Return every one of the items below verbatim, changing nothing in any line.

== TASK MATERIAL

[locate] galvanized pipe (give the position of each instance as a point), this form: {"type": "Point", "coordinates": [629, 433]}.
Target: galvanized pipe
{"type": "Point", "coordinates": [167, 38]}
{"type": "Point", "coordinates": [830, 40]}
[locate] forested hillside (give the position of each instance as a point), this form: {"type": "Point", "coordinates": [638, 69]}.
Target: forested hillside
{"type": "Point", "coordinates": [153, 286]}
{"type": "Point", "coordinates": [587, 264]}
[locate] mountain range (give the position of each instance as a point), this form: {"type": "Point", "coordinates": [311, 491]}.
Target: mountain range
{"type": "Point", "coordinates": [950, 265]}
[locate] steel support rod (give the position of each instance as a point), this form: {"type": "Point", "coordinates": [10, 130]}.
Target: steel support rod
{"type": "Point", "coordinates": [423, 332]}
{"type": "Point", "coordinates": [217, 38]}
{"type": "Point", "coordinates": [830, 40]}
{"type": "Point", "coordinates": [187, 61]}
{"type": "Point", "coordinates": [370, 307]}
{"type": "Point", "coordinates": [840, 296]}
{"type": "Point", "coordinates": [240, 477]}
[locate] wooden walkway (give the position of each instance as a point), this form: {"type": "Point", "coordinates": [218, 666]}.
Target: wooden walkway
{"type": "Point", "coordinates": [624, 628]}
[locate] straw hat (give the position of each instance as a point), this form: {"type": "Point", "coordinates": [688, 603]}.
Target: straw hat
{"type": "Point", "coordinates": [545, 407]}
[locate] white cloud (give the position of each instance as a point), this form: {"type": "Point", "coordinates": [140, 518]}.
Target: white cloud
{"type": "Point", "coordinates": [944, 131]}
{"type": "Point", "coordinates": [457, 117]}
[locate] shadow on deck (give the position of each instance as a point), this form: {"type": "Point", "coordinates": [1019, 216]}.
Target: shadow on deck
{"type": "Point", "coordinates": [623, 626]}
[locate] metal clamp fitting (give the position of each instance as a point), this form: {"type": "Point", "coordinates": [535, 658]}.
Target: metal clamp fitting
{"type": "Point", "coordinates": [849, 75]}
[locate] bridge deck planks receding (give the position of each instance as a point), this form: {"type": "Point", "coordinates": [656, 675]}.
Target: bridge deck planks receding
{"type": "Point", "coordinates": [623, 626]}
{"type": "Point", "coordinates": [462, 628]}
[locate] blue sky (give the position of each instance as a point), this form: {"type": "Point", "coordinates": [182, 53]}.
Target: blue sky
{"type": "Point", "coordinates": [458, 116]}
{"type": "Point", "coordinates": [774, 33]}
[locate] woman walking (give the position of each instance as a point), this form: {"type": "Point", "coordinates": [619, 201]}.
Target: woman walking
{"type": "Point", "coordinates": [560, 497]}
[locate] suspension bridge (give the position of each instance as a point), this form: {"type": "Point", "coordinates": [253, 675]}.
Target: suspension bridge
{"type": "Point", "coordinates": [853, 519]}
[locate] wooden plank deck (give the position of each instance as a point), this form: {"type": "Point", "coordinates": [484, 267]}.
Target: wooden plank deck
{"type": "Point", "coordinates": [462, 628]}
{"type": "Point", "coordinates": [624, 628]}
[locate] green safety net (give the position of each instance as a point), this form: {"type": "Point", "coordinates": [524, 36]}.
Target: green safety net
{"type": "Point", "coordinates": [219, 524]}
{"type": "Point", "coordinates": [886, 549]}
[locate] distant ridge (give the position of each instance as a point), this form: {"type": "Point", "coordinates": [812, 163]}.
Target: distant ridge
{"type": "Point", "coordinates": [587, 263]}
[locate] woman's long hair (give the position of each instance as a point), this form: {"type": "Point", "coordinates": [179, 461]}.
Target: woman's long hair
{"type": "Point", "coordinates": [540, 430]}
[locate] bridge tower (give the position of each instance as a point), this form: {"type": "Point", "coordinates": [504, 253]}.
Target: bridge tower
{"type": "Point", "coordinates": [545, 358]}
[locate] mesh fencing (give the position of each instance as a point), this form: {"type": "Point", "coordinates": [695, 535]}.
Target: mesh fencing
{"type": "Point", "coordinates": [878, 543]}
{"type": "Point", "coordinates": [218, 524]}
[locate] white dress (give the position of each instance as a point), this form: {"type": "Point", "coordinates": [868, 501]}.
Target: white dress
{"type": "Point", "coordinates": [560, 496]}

====

● **WRITTEN ANSWER**
[locate] galvanized pipe (give the position of each instance as a point), this form: {"type": "Point", "coordinates": [629, 433]}.
Target: galvanized pipe
{"type": "Point", "coordinates": [167, 38]}
{"type": "Point", "coordinates": [830, 40]}
[locate] forested hillside (give the position of each instance as a point), this form: {"type": "Point", "coordinates": [638, 69]}.
Target: forested hillside
{"type": "Point", "coordinates": [153, 286]}
{"type": "Point", "coordinates": [587, 264]}
[locate] mountain range (give the position of each instance as a point), this form: {"type": "Point", "coordinates": [311, 491]}.
Target: mountain range
{"type": "Point", "coordinates": [950, 265]}
[locate] steel support rod (give the position of each instance as a point), this form: {"type": "Point", "coordinates": [10, 130]}.
Target: steel support rod
{"type": "Point", "coordinates": [423, 332]}
{"type": "Point", "coordinates": [217, 38]}
{"type": "Point", "coordinates": [830, 40]}
{"type": "Point", "coordinates": [187, 61]}
{"type": "Point", "coordinates": [370, 307]}
{"type": "Point", "coordinates": [840, 296]}
{"type": "Point", "coordinates": [240, 477]}
[locate] wooden walkway (give the position of each instance as a point), this form: {"type": "Point", "coordinates": [218, 666]}.
Target: wooden walkway
{"type": "Point", "coordinates": [624, 628]}
[locate] straw hat (give the position of each instance as a point), this form: {"type": "Point", "coordinates": [688, 603]}.
Target: straw hat
{"type": "Point", "coordinates": [545, 407]}
[locate] white cloud (give the position of each instance as a point), this form: {"type": "Point", "coordinates": [140, 518]}.
Target: white cloud
{"type": "Point", "coordinates": [944, 131]}
{"type": "Point", "coordinates": [457, 117]}
[locate] shadow on deck (give the position of each instance as a point), this form: {"type": "Point", "coordinates": [1019, 216]}.
Target: shadow on deck
{"type": "Point", "coordinates": [623, 626]}
[locate] metal clamp fitting (give the position of each instance as a point), this form: {"type": "Point", "coordinates": [535, 658]}.
Target: metal clamp fitting
{"type": "Point", "coordinates": [849, 75]}
[locate] bridge deck planks receding (give the position of each instance as a point), this form: {"type": "Point", "coordinates": [656, 675]}.
Target: bridge deck planks receding
{"type": "Point", "coordinates": [623, 626]}
{"type": "Point", "coordinates": [462, 628]}
[locate] blue sky (give the position of each instance as a point), this form: {"type": "Point", "coordinates": [182, 53]}.
Target: blue sky
{"type": "Point", "coordinates": [458, 116]}
{"type": "Point", "coordinates": [774, 33]}
[locate] woman walking (give the position of each instance as a point), this form: {"type": "Point", "coordinates": [619, 201]}.
Target: woman walking
{"type": "Point", "coordinates": [560, 497]}
[locate] suspension bridge (give the position of each instance as a point), this form: {"type": "Point", "coordinates": [253, 675]}.
Target: suspension bridge
{"type": "Point", "coordinates": [853, 519]}
[locate] wooden plank deck (give the position of each instance as a point), this form: {"type": "Point", "coordinates": [484, 267]}.
Target: wooden plank deck
{"type": "Point", "coordinates": [462, 628]}
{"type": "Point", "coordinates": [624, 628]}
[locate] green safety net (give the position of each instance as a point), this form: {"type": "Point", "coordinates": [524, 36]}.
Target: green safety net
{"type": "Point", "coordinates": [219, 524]}
{"type": "Point", "coordinates": [886, 549]}
[locate] distant ridge (give the position of each instance as a point), this form: {"type": "Point", "coordinates": [812, 163]}.
Target: distant ridge
{"type": "Point", "coordinates": [587, 263]}
[locate] woman's long hair (give the position of each instance as a point), this form: {"type": "Point", "coordinates": [179, 461]}.
Target: woman's long hair
{"type": "Point", "coordinates": [540, 430]}
[locate] bridge tower (give the position of each instance as a point), this form: {"type": "Point", "coordinates": [504, 253]}.
Target: bridge tower
{"type": "Point", "coordinates": [545, 358]}
[locate] mesh fencing (give the position of each instance as a point), this form: {"type": "Point", "coordinates": [695, 535]}.
Target: mesh fencing
{"type": "Point", "coordinates": [878, 543]}
{"type": "Point", "coordinates": [218, 524]}
[locate] white dress (give the position of each instance as a point), this form: {"type": "Point", "coordinates": [868, 501]}.
Target: white dress
{"type": "Point", "coordinates": [560, 496]}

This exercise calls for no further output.